WHAT IS BEING ASKED: Copy out the rows below word for word, from the line with "Each instance of the water" up to and including the line with "[[620, 1160]]".

--- Start EXERCISE MATERIAL ---

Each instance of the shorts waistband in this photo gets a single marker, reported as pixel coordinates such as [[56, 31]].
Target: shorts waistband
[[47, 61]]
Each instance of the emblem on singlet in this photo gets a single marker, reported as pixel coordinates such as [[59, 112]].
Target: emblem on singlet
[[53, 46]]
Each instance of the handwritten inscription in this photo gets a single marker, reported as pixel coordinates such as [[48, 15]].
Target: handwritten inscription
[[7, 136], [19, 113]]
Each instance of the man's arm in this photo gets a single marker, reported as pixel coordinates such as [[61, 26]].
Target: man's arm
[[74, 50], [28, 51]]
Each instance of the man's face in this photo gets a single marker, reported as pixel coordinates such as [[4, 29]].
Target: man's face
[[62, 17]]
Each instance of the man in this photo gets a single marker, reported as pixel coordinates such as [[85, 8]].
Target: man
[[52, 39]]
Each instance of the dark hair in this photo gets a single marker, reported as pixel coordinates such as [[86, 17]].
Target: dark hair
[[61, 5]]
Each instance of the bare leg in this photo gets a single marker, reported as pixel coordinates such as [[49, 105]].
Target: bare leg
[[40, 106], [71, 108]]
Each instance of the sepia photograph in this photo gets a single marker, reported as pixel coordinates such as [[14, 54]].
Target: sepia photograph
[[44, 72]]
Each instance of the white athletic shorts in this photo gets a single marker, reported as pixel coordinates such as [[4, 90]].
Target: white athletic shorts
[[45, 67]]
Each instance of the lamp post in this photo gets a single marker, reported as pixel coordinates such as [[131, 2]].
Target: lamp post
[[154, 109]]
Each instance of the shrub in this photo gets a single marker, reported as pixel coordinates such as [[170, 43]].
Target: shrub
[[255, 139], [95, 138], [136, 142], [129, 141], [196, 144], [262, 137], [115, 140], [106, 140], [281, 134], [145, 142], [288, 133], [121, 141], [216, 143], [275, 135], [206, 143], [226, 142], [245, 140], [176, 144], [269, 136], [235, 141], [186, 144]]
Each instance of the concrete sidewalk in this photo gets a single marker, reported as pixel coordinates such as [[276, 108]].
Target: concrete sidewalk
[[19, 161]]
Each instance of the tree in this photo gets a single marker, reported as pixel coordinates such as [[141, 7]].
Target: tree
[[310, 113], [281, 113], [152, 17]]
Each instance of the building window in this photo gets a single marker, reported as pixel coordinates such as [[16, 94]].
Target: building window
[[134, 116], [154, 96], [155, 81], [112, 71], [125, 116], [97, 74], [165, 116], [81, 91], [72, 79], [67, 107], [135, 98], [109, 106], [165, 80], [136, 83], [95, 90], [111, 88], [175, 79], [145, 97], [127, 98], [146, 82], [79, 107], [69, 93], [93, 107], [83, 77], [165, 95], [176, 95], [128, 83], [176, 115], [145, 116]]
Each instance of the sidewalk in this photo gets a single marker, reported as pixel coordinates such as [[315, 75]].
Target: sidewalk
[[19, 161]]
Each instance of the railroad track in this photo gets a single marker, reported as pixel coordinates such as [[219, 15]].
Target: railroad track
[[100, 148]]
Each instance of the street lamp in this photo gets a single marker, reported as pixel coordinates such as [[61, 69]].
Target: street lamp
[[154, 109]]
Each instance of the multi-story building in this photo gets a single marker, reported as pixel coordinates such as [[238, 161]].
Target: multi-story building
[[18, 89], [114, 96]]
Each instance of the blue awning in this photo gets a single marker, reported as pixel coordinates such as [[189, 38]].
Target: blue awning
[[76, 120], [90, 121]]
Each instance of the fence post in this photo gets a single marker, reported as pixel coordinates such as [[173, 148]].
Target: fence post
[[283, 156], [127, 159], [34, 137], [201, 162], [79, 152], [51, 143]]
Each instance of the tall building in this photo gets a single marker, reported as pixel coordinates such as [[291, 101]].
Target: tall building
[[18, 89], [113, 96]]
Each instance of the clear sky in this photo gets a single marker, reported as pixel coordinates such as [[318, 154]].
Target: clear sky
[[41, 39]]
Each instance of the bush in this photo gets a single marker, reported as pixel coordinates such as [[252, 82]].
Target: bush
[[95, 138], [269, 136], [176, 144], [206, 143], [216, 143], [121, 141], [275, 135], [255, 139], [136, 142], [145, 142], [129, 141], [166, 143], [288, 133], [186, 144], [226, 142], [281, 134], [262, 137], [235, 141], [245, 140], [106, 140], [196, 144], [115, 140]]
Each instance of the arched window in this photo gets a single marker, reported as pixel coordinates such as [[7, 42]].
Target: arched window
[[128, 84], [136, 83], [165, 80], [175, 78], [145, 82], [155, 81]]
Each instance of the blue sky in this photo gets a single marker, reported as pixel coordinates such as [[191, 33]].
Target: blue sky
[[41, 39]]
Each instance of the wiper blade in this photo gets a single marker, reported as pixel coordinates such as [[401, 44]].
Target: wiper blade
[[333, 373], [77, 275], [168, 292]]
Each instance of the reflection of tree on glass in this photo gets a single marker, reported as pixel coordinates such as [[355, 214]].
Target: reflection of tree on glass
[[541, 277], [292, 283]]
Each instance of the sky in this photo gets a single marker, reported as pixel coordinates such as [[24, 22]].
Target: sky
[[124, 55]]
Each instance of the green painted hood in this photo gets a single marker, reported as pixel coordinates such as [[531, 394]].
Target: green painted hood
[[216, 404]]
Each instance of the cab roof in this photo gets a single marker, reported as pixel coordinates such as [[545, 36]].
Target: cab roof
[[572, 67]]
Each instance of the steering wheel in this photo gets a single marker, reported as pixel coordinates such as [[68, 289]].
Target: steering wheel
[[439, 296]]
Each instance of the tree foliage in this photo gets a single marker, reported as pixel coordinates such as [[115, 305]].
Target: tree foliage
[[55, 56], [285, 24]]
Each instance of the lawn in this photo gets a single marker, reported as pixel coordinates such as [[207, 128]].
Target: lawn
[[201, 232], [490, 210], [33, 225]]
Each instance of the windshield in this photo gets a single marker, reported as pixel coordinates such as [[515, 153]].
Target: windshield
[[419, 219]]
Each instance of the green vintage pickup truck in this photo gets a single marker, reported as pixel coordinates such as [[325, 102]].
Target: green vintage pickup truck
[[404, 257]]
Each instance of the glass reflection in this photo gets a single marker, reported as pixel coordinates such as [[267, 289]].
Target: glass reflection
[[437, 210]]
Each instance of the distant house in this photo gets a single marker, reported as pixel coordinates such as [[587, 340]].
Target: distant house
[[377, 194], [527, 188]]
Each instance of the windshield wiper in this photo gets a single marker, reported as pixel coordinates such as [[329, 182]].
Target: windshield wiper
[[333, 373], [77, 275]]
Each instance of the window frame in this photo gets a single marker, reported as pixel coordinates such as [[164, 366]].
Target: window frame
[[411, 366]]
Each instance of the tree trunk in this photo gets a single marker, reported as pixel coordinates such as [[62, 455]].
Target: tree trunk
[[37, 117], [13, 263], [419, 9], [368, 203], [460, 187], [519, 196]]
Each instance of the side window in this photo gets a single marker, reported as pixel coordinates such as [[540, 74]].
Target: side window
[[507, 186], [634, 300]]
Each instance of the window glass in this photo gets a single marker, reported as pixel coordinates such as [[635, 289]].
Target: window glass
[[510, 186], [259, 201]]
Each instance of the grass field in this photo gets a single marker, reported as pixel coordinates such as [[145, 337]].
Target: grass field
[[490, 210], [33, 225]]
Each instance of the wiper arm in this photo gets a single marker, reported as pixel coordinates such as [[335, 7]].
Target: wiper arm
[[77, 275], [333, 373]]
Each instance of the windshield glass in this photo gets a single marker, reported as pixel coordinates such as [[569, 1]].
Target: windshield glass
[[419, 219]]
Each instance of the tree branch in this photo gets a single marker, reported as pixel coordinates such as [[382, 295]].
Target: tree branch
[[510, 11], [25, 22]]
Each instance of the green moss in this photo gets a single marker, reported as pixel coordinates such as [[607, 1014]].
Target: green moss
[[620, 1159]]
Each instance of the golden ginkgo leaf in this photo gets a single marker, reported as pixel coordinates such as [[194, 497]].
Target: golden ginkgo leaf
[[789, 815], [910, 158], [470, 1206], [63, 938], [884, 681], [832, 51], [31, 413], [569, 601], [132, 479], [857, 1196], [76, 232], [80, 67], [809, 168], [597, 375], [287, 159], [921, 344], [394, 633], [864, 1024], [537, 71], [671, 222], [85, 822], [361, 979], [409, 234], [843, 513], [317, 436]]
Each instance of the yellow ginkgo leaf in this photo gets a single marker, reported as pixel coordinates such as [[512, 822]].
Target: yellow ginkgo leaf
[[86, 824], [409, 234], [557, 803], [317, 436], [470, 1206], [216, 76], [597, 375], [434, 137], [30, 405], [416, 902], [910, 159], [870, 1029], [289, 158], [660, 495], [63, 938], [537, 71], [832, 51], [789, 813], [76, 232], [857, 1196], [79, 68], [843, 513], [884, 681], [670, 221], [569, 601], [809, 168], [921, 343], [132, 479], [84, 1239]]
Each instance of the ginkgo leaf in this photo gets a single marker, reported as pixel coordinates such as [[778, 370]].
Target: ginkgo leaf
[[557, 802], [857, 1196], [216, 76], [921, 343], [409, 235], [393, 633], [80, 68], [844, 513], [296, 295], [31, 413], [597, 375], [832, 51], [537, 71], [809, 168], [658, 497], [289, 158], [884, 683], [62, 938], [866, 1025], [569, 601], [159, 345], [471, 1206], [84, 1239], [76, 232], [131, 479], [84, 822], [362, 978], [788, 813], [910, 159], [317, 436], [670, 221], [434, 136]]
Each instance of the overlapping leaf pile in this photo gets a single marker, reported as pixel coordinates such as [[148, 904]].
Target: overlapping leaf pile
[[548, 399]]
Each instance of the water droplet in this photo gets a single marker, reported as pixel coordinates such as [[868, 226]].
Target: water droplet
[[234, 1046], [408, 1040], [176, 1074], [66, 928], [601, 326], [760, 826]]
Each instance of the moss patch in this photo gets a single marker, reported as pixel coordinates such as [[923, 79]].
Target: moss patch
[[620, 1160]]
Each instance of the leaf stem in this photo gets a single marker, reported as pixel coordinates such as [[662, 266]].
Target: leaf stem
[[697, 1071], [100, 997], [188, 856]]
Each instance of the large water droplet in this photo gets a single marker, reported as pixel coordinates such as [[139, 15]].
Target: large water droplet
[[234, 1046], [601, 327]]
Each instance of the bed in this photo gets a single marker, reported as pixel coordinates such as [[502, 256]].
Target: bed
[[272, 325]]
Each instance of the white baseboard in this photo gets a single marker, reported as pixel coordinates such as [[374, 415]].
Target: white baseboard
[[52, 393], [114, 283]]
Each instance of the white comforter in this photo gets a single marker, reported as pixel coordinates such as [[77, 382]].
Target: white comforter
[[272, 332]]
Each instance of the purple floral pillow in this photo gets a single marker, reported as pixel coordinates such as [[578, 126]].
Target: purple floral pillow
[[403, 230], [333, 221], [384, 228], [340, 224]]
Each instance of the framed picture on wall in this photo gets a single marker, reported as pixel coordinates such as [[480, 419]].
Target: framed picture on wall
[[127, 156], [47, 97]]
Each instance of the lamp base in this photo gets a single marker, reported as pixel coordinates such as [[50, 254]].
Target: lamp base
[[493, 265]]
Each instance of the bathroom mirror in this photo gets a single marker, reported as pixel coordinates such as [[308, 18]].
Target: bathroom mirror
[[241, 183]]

--- End EXERCISE MATERIAL ---

TASK SOLUTION:
Each instance of the water droplet in this photo gets a single marker, reported as pixel coordinates such as [[868, 226]].
Target: water droplet
[[234, 1046], [408, 1040], [176, 1074], [66, 928], [601, 326], [760, 826]]
Each instance of the moss patch in this photo gets a single marker, reported as pixel coordinates such as [[923, 79]].
Target: moss patch
[[620, 1160]]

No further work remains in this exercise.